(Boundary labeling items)

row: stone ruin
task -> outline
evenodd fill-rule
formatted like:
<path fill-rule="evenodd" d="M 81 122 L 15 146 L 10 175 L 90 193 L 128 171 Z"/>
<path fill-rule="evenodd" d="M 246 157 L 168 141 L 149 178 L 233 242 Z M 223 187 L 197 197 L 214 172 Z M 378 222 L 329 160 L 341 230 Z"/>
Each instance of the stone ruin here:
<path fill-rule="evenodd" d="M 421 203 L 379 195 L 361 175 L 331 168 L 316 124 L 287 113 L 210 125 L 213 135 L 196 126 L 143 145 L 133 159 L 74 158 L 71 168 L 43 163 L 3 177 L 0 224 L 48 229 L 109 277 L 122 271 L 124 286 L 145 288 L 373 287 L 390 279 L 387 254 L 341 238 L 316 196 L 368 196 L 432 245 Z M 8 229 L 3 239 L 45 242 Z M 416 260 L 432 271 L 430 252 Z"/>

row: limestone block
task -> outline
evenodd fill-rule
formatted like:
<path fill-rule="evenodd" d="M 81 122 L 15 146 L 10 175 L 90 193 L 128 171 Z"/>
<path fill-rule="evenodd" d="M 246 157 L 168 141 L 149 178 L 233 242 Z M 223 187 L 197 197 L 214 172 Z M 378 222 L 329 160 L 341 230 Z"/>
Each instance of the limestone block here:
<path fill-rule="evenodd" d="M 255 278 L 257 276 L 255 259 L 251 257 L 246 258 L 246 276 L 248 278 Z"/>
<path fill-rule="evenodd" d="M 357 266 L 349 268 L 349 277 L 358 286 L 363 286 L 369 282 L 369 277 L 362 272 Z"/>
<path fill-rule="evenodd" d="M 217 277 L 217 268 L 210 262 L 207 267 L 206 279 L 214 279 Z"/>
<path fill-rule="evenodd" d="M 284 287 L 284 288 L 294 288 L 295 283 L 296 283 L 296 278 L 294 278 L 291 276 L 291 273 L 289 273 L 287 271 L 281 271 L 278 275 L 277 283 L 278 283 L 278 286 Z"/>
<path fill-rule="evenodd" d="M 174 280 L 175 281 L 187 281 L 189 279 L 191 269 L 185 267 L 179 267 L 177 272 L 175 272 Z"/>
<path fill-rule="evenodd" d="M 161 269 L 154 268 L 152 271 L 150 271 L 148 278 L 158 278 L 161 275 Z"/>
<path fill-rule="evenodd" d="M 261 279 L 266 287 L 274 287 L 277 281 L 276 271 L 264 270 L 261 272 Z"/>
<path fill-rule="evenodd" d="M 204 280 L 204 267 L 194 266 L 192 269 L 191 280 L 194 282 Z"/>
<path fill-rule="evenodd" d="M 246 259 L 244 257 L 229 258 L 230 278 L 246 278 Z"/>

To be done: Starting at the beginning of the records and ending at the line that contains "421 203 L 379", express those lines as a numbered list, leaving out any blank lines.

Solution to this exercise:
1. row: stone ruin
2. task -> outline
3. evenodd fill-rule
4. formatted like:
5. <path fill-rule="evenodd" d="M 81 122 L 15 146 L 10 175 L 90 193 L 128 171 Z"/>
6. <path fill-rule="evenodd" d="M 246 157 L 168 141 L 149 178 L 233 242 Z M 223 187 L 197 197 L 214 172 Z M 378 222 L 329 160 L 341 230 Z"/>
7. Each instance of the stone ruin here:
8. <path fill-rule="evenodd" d="M 421 203 L 379 195 L 361 175 L 331 168 L 316 124 L 287 113 L 210 125 L 213 135 L 196 126 L 143 145 L 133 159 L 74 158 L 71 168 L 43 163 L 3 177 L 0 224 L 48 229 L 109 277 L 122 271 L 124 286 L 145 288 L 373 287 L 390 279 L 387 254 L 341 238 L 316 196 L 368 196 L 432 245 Z M 8 229 L 3 239 L 45 242 Z M 416 260 L 432 271 L 430 252 Z"/>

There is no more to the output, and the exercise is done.